Dataset entries:
· · ·
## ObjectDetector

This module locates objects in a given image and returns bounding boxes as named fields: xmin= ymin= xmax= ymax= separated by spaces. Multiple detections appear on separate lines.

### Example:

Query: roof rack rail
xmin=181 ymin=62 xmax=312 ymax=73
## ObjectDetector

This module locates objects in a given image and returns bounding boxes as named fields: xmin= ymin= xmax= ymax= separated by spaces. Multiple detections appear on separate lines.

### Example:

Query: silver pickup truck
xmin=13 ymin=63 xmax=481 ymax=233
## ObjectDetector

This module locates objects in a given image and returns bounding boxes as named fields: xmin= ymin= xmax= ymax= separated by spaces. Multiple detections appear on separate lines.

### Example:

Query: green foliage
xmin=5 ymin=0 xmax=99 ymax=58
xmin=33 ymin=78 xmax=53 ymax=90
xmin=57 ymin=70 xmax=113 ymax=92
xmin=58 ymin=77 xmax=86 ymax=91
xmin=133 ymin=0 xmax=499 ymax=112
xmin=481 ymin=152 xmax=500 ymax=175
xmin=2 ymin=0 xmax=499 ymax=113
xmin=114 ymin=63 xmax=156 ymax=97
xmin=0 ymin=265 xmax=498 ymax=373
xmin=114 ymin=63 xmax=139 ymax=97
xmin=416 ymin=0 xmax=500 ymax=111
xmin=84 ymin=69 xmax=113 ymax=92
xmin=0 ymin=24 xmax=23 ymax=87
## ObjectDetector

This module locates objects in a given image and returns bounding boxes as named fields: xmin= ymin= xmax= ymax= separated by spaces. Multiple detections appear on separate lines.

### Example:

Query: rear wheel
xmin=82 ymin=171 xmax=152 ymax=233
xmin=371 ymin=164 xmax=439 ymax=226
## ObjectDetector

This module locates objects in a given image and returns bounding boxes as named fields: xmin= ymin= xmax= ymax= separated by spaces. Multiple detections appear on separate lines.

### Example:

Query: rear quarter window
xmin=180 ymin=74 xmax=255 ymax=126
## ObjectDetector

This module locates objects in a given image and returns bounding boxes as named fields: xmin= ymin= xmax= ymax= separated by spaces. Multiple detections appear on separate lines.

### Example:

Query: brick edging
· · ·
__Directions__.
Print out every entry, keeping each one exact.

__Response__.
## ObjectDetector

This module locates objects in a given image and returns bounding boxes as named fields: xmin= ymin= xmax= ymax= separated by spaces. Multiple detections appear on separate lines.

### Example:

Query: roof rack rail
xmin=181 ymin=62 xmax=312 ymax=73
## ObjectDetector

This module locates objects in a given image and returns bounding boxes as named fields: xmin= ymin= xmax= ymax= separated by spaces. Multiple detections appear on separate lines.

### Example:

Query: silver pickup truck
xmin=13 ymin=63 xmax=481 ymax=233
## ObjectDetector

This module locates objects in a given image and returns bounding boxes as named fields: xmin= ymin= xmax= ymax= separated by spaces. Multiple detections appear on separate lines.

### Example:

Query: green foliage
xmin=5 ymin=0 xmax=99 ymax=58
xmin=33 ymin=78 xmax=53 ymax=90
xmin=57 ymin=70 xmax=113 ymax=92
xmin=58 ymin=77 xmax=86 ymax=91
xmin=133 ymin=0 xmax=499 ymax=112
xmin=481 ymin=152 xmax=500 ymax=175
xmin=2 ymin=0 xmax=499 ymax=113
xmin=114 ymin=63 xmax=156 ymax=97
xmin=0 ymin=265 xmax=498 ymax=373
xmin=114 ymin=63 xmax=139 ymax=97
xmin=416 ymin=0 xmax=500 ymax=111
xmin=84 ymin=69 xmax=113 ymax=92
xmin=0 ymin=24 xmax=23 ymax=87
## ObjectDetector

This module locates objects in a given image and returns bounding boxes as named fields: xmin= ymin= xmax= ymax= separated by spaces. Multiple detections appear on separate lines.

### Example:

Query: rear wheel
xmin=82 ymin=171 xmax=152 ymax=233
xmin=371 ymin=164 xmax=439 ymax=226
## ObjectDetector

This module locates objects in a given image and returns bounding boxes as named fields: xmin= ymin= xmax= ymax= separated by spaces. Multiple detections appear on separate lines.

### Example:

Query: rear quarter window
xmin=180 ymin=74 xmax=255 ymax=126
## ObjectDetector

This module locates objects in a given image and returns bounding boxes as named fields: xmin= ymin= xmax= ymax= separated by spaces. Multiple detections appear on separate lines.

### Example:

Query: brick edging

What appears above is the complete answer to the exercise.